• Objective: Extract the lines of the records from the one containing "Reviewer note: check that every instance of the distant" up to and including the one containing "Reviewer note: check that every instance of the rocky", and reproduce them without any change.

(Dataset excerpt)
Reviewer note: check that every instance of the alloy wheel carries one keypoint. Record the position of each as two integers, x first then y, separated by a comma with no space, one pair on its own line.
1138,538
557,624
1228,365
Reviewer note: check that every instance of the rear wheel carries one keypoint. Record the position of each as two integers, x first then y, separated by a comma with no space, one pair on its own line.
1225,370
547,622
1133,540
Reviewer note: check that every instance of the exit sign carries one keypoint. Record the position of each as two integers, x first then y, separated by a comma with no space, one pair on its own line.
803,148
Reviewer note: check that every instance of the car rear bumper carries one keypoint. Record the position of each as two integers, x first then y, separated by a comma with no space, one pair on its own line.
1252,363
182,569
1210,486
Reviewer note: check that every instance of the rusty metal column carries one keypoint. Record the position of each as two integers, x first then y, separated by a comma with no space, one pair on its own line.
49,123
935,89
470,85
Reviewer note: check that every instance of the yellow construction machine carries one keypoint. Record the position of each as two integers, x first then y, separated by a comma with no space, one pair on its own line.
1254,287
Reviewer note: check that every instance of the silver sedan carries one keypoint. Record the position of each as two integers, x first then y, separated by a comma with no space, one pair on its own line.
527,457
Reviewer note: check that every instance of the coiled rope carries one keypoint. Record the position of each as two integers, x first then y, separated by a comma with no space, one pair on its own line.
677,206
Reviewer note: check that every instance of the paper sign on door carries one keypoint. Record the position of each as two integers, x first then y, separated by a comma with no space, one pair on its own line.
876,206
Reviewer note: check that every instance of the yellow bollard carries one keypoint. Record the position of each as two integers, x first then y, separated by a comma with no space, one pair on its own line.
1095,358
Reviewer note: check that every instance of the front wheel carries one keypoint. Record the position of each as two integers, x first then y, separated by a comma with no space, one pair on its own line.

---

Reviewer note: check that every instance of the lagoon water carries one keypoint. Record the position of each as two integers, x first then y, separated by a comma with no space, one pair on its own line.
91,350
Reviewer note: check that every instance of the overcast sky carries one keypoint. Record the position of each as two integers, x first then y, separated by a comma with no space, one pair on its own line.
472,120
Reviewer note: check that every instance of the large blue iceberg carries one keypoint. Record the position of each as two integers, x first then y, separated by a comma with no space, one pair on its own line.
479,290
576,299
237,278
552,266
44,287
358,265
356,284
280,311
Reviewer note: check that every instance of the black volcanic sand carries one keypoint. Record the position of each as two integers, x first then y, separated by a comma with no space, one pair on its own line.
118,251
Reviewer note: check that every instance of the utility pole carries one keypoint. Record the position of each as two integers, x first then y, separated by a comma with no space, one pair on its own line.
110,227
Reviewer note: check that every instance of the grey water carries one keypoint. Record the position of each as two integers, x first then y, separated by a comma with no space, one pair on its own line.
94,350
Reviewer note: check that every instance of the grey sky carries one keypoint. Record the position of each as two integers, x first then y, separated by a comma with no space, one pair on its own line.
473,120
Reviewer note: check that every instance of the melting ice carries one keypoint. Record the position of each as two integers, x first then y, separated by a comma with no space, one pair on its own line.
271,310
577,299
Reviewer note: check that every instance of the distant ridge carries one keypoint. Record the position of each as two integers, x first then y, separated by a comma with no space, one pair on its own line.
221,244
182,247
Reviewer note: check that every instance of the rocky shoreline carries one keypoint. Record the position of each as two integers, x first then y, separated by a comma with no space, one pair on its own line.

• In response:
Reviewer note: check that every instance of the distant ridge carries one keypoint. Record the position of each as two integers, x first then y, separated by a comma with no space, one pair on its own line.
221,244
182,247
Reviewer note: check that every instance of the rocky shoreline carries one keypoint. Record the position of each as two integers, x first then y, separated by a comma with no space, one pair on its own line.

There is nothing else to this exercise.